対象の文章:
----------------------------------------

『くらし中心ー「かたがみ」から始まる』 part3 食のかたがみ 展 だし 2013年10月11日(金)ー12月25日(水)

「かたがみ」は、ものをつくるための道具ですが、それだけでなく、ものをつくるときの基本の知識や体系ととらえることもできます。そこには、先人たちの知恵や経験も、情報として織り込まれているでしょう。
食の分野にも、調味料の配合比率やレシピなど、さまざまな「かたがみ」があります。中でも「だし」は、料理のもっとも基本となる「かたがみ」。それが入ると格段にうま味が増すことを、誰もが知っています。その一方、日常的に自分の手でだしをとる人は、そう多くはないかもしれません。

このシリーズ展では、家具、衣服と、「かたがみ」を基本ツールに、自分でつくることの意味を探ってきました。そして第三回目の本展では、「だし」という「かたがみ」を通して、日常の食を考えてみたいと思います。
「面倒くさい、むずかしい」というイメージのついてしまった「だし」ですが、本展をご覧になると、むしろ、その手軽さに拍子抜けされるかもしれません。そして、うま味としての効用はもちろん、それを使いこなすことで広がる豊かな食の世界にも目を見開かれることでしょう。

----------------------------------------

提供情報:
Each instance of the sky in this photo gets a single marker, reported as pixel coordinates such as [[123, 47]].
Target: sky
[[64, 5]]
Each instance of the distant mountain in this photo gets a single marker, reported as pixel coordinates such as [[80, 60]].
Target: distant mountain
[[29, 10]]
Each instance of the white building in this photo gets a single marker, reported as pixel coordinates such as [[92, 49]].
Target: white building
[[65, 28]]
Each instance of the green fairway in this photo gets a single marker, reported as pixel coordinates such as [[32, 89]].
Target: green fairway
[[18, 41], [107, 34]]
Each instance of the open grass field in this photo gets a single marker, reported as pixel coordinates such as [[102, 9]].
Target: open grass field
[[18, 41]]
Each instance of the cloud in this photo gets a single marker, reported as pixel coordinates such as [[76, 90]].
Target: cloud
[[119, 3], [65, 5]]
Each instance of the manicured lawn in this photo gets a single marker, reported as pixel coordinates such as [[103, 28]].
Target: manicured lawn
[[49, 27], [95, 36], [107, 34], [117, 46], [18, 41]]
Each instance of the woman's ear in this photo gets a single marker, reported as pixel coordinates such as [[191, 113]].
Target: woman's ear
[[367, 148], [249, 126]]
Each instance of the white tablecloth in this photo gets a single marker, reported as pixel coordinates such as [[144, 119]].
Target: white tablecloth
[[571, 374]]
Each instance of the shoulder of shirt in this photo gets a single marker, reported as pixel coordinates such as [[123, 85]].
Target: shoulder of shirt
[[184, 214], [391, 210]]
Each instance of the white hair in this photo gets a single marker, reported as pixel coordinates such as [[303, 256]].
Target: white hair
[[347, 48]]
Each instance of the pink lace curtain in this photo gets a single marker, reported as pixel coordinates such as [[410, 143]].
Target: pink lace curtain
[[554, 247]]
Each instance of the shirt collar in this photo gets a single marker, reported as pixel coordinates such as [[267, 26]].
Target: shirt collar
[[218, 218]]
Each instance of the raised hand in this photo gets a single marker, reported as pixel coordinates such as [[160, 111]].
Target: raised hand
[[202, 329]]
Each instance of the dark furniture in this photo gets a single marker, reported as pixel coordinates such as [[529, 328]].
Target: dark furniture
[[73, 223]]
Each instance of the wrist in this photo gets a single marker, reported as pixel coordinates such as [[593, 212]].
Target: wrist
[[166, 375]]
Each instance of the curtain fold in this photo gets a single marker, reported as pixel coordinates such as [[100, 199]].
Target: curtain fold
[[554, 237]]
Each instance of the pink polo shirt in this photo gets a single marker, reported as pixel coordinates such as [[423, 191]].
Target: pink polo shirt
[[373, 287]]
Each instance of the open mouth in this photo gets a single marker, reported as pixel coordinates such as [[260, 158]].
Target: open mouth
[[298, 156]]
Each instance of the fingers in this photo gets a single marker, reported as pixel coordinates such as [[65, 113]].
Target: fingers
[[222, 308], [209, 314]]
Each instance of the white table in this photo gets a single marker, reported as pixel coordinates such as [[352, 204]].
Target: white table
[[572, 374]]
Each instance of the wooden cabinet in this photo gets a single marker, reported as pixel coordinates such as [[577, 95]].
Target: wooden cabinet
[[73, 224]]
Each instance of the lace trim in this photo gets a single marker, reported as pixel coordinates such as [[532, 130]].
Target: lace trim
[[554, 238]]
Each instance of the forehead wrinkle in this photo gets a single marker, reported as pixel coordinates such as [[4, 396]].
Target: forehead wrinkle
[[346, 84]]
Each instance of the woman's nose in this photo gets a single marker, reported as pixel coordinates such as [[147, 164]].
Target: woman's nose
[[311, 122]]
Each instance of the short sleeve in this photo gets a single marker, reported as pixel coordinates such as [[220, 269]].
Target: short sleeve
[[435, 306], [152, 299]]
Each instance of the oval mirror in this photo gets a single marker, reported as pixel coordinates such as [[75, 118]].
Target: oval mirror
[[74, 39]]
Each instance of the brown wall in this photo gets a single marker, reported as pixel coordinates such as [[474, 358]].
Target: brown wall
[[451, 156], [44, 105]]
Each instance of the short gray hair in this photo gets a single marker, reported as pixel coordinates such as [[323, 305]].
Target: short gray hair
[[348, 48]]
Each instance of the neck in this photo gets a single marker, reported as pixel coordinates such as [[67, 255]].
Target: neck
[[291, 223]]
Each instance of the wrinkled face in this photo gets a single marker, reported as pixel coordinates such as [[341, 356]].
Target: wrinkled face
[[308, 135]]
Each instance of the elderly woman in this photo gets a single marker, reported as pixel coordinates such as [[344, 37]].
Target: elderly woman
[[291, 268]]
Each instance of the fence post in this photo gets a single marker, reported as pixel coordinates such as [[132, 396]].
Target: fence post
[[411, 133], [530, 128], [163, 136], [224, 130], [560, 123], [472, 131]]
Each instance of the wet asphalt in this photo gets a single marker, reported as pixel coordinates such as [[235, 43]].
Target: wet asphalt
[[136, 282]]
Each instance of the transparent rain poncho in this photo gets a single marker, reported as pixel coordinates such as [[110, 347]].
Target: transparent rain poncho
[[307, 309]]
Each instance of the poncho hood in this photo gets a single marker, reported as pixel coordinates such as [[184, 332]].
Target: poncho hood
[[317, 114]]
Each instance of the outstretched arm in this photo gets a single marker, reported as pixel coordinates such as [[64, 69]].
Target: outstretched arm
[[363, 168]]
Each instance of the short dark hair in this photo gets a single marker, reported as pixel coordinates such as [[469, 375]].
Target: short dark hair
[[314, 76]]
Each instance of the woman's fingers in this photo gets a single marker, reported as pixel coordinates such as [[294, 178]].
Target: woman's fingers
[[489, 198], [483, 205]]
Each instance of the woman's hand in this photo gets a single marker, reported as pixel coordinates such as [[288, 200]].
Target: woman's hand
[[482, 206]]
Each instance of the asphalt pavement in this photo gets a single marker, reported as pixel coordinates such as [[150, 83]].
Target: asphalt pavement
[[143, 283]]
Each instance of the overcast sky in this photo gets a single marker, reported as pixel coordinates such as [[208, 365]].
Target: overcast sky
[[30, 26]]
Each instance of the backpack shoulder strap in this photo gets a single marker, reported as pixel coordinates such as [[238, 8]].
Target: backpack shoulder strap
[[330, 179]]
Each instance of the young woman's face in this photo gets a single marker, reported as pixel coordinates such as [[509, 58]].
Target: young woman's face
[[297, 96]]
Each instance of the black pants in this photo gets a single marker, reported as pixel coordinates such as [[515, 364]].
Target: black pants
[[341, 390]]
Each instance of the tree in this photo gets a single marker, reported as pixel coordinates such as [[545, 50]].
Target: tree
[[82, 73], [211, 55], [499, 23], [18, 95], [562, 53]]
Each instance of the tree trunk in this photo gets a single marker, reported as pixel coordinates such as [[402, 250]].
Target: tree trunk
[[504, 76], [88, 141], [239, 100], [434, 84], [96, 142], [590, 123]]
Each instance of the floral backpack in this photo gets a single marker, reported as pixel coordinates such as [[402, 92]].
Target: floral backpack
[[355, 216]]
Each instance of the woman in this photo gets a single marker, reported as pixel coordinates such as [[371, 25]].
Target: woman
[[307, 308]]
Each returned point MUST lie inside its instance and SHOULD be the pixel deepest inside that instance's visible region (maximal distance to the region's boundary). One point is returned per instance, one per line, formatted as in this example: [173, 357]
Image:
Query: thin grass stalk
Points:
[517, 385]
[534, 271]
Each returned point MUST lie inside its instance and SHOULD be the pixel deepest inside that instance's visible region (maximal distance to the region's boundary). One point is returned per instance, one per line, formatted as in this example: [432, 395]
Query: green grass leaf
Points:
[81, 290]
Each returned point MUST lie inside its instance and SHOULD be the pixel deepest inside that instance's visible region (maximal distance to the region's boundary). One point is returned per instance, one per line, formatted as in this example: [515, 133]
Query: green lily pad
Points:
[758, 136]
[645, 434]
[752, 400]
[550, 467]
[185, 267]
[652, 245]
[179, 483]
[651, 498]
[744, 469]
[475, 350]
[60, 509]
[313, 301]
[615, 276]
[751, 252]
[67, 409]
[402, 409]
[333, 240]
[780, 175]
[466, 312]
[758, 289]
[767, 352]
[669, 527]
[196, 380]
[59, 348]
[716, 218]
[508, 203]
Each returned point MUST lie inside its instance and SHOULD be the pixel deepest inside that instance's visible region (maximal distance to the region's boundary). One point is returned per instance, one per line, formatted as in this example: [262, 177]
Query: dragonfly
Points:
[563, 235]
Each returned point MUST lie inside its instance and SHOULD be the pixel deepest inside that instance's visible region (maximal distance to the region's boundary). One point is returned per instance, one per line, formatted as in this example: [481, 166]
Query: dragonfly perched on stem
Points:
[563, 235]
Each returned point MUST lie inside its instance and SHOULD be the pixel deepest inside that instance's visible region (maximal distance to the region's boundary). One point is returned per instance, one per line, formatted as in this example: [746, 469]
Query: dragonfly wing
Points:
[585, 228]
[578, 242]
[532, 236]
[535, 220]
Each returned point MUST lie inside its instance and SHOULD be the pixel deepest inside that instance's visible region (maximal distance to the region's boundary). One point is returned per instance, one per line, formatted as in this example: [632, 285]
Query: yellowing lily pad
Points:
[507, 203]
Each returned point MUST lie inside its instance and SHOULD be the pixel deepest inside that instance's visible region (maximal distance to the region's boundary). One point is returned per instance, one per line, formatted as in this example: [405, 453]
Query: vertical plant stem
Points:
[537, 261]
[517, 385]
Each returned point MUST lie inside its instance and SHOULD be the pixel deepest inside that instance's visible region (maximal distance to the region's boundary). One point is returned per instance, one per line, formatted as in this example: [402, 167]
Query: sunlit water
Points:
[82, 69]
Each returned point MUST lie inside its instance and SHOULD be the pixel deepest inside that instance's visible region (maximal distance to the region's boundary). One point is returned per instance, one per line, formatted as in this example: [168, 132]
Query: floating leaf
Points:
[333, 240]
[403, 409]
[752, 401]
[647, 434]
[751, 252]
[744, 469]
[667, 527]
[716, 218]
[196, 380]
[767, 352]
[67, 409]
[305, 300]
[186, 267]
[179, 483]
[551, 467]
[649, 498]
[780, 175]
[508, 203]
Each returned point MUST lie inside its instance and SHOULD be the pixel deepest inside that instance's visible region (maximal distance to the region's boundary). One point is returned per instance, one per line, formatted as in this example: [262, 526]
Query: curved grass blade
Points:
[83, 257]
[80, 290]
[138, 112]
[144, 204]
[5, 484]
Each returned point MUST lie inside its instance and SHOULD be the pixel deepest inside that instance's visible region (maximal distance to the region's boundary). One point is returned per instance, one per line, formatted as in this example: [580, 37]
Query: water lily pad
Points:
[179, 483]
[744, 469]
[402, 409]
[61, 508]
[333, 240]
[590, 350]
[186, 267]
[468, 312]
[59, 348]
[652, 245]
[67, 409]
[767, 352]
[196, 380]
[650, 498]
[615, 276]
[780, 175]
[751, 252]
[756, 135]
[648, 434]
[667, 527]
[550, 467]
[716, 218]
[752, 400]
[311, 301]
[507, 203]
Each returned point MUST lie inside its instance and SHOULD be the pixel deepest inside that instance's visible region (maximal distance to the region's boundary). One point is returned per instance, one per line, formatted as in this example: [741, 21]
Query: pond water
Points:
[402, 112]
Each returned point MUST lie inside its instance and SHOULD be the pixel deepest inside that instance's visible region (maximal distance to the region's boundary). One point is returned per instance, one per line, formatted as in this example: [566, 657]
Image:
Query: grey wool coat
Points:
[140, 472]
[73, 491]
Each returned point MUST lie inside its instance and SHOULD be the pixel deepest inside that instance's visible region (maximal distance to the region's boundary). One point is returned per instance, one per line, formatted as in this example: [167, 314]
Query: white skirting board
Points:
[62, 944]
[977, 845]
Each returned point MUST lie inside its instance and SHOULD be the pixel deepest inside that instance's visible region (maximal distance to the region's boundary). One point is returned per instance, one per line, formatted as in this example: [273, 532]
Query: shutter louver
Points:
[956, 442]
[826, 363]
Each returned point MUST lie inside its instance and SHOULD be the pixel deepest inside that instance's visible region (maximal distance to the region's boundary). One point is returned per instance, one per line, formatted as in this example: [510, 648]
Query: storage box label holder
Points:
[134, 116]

----------------------------------------

依頼事項:
A. だしの展覧会の紹介文によると、シリーズ第三回目の本展は何を通して日常の食を考えようとしていますか。
B. だしの展覧会の紹介文を、最後の文の後から引き継いで書き進めてください。

各課題の解答:
A. 「だし」という「かたがみ」を通して考えようとしています。

B.
それはまた、家庭料理を取り戻すことにもつながっていくはずです。家庭料理は、自分と家族の「心身を養う」もの。先人の知恵が詰まった「だし」を「かたがみ」に、「つくる」ことを自分の手に取り戻したとき、暮らしの中で何かが変わってくるかもしれません。

ATELER MUJI


だし(UMAMI)

 

味物(うましもの)、という言葉は1300年前の奈良時代からある。1603年、日本イエズス会が刊行した日葡(日本・ポルトガル語)辞書に、UmaiとDaxiが収録されている。出汁(だし)は室町時代に生まれた。精進と不精進のだしがあった。

吸物(酒肴)や汁物(飯用)、野菜・乾物の煮物、麺類をよりうまくするだしの正体は長い間判らなかった。1900年代になって日本の科学者が研究して、正体が判明した。
1908年、昆布のうまみはグルタミン酸、1913年、鰹節や煮干、肉類のうまみはイノシン酸、1960年、干椎茸のうまみはグアニル酸と解明された。貝類や日本酒のうまみはコハク酸である。
これらうまみを持った食材を2、3種類組んでだしを取ると、相乗効果でうまみが数倍以上増幅することも判った。神経生理的に癒し効果や満腹感を覚えることも判明した。
だしはうまみを持った食材を水に浸し、または煮てそのうまみを引き出したものであるが、日本独自の文化ではない。実は、鎌倉時代から室町時代にかけて中国の禅寺の精進料理が京都や鎌倉に伝えられ、それに学んだ。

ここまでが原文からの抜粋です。